Repeat the entries below exactly as they appear, with no pictures.

_Location annotation dataset excerpts_
* start *
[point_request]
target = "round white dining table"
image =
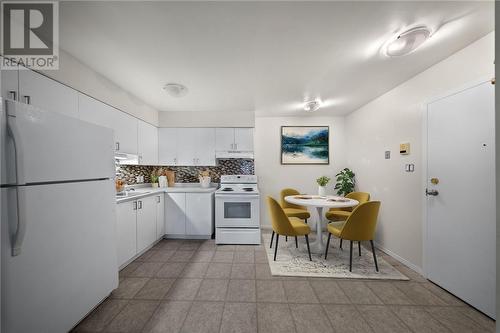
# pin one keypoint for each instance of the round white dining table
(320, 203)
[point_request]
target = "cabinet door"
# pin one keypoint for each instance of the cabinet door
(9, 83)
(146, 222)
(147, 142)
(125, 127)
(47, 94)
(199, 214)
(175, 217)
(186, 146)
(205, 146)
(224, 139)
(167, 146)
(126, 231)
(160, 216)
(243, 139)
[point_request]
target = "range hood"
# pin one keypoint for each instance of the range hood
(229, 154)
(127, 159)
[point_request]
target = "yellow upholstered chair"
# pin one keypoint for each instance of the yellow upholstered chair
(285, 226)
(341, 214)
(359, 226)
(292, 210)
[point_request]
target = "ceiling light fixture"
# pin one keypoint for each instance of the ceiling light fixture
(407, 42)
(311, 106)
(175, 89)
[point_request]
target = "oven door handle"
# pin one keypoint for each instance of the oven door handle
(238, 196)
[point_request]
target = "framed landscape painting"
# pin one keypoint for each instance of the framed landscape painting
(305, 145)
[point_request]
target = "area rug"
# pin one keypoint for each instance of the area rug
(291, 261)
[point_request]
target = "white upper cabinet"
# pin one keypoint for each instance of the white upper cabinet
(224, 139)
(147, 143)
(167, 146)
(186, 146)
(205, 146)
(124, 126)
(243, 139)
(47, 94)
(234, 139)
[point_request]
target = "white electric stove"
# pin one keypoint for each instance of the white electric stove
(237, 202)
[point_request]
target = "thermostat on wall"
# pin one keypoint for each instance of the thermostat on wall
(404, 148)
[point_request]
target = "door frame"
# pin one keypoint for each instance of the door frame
* end *
_Response to this exercise_
[point_request]
target = "round white dining table"
image =
# pin one keypoint for each instance of the round white dining table
(320, 203)
[point_request]
target = "cabinet door"
# pin one keypoint for each instance of the cabinet door
(9, 83)
(146, 222)
(147, 142)
(125, 127)
(47, 94)
(199, 214)
(175, 217)
(186, 146)
(205, 146)
(224, 139)
(167, 146)
(126, 231)
(160, 216)
(243, 139)
[point_request]
target = "range hood"
# pin one keypoint for each instance of the range hood
(229, 154)
(127, 159)
[point_request]
target = "yellow upholstered chair"
# pin one keypoint for each instance of the yellow upholstered chair
(285, 226)
(341, 214)
(359, 226)
(292, 210)
[point_request]
target = "ceiling light fixture"
# pin one keypoint for each instance of the ceiling light fixture
(407, 42)
(311, 106)
(175, 89)
[point_request]
target = "oven door handle"
# pin one keypoint for each instance of the oven door handle
(238, 196)
[point_request]
target = "framed landscape painting"
# pin one keypoint for each instance of the framed landscape painting
(305, 145)
[point_request]
target = "area rug"
# pin one keypoint for each instance of the area rug
(291, 261)
[point_request]
target = "white upper cabinet"
# pin one keypoint for each instance of the white upper cabinet
(224, 139)
(147, 143)
(167, 146)
(186, 146)
(205, 146)
(124, 126)
(243, 139)
(47, 94)
(234, 139)
[point_request]
target = "white electric stove"
# pin one keypoint for each instance of the white electric stove
(237, 202)
[point_request]
target = "thermostat on wall"
# pin one keypoint for each instance of the thermostat on wall
(404, 148)
[point_request]
target = "door frame"
# pin one keypoint for each instance of the door frame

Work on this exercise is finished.